* _Task input_
◇ ◇ ◇ ◇ ◇

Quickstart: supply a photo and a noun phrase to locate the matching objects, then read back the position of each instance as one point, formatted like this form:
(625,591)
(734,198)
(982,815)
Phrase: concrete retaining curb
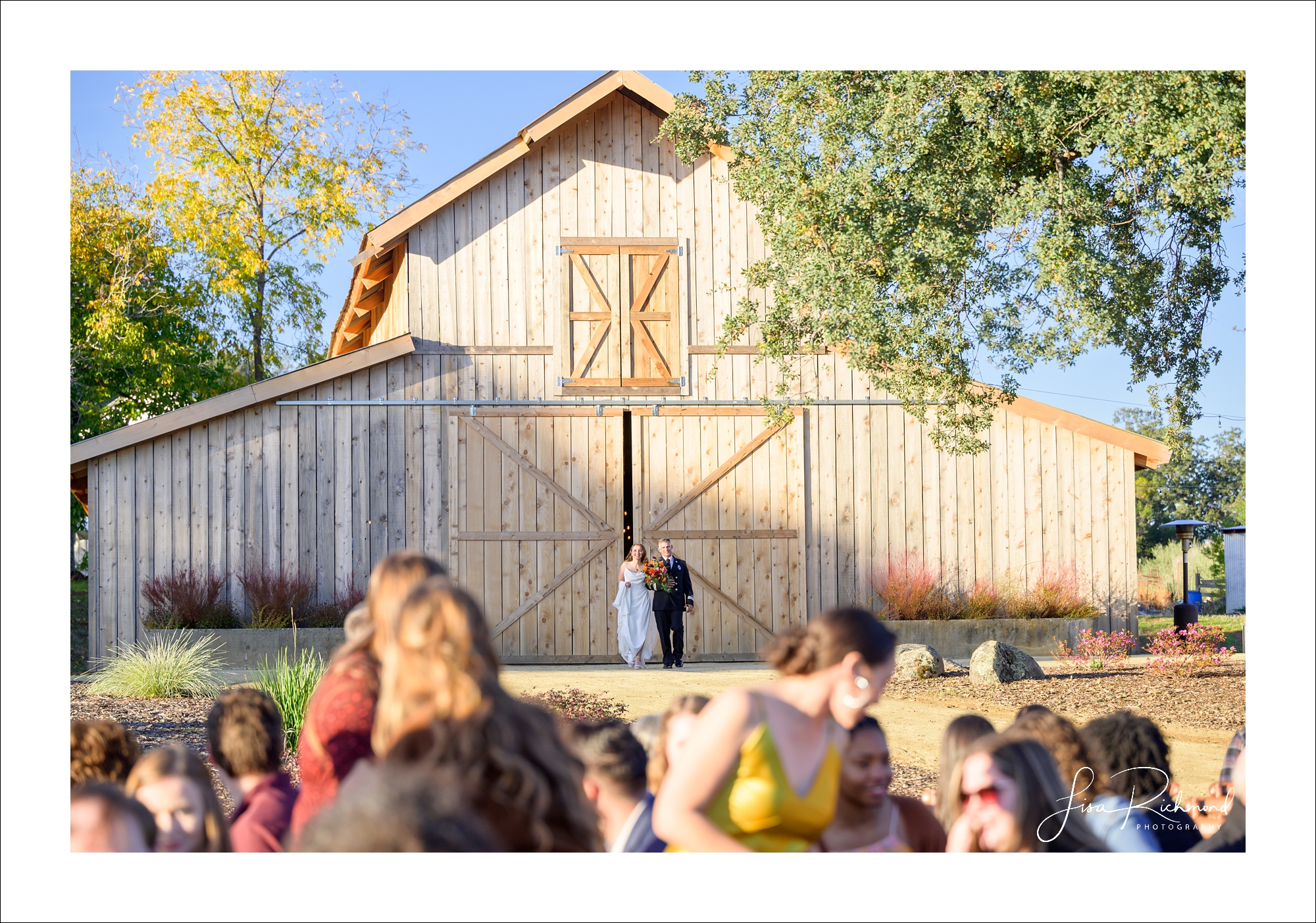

◇ ◇ ◇ ◇ ◇

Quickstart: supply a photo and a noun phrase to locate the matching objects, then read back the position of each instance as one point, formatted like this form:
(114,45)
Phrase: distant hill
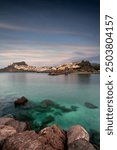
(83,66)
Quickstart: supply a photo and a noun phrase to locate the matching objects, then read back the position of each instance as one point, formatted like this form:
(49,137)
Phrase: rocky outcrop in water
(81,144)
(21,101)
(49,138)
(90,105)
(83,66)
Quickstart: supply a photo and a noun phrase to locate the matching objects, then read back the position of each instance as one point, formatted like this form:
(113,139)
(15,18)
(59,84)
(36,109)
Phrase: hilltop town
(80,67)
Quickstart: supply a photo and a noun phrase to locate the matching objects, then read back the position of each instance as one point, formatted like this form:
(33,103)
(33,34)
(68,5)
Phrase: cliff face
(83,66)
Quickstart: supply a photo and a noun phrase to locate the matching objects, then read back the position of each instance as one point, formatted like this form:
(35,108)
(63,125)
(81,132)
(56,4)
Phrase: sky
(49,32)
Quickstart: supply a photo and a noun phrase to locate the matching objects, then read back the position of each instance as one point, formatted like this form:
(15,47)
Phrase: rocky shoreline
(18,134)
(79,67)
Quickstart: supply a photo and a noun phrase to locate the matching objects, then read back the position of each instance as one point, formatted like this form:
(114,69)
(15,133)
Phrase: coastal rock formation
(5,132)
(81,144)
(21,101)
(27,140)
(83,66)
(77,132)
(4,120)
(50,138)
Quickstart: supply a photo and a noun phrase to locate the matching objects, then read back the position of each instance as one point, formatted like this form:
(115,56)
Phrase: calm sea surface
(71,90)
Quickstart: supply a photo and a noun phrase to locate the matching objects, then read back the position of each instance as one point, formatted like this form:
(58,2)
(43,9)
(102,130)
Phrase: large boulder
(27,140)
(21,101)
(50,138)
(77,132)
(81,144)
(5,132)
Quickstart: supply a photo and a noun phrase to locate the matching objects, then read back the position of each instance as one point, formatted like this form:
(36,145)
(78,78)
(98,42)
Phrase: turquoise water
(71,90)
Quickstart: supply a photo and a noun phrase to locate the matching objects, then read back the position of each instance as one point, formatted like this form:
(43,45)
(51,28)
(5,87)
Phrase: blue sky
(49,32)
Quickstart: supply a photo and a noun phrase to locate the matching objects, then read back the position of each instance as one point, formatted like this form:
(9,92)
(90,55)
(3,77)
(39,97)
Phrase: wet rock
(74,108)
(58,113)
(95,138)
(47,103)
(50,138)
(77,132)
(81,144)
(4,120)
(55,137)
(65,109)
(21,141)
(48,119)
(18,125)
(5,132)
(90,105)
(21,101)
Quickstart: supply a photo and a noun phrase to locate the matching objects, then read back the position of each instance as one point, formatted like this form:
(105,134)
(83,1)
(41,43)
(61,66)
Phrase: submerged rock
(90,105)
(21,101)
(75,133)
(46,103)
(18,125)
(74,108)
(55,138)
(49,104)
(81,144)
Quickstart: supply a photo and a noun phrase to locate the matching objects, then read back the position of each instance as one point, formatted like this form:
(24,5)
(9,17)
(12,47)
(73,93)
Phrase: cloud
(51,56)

◇ ◇ ◇ ◇ ◇

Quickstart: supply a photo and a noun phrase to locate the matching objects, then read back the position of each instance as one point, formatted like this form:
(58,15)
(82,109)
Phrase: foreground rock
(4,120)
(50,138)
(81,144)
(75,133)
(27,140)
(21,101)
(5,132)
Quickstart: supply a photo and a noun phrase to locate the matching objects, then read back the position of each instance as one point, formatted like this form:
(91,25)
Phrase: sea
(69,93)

◇ ◇ ◇ ◇ ◇

* _What is being asked_
Locate every line of the material above that contains the word "rocky", and copy each one out in full.

* _Completed task_
Phrase: rocky outcrop in water
Phrase: rocky shoreline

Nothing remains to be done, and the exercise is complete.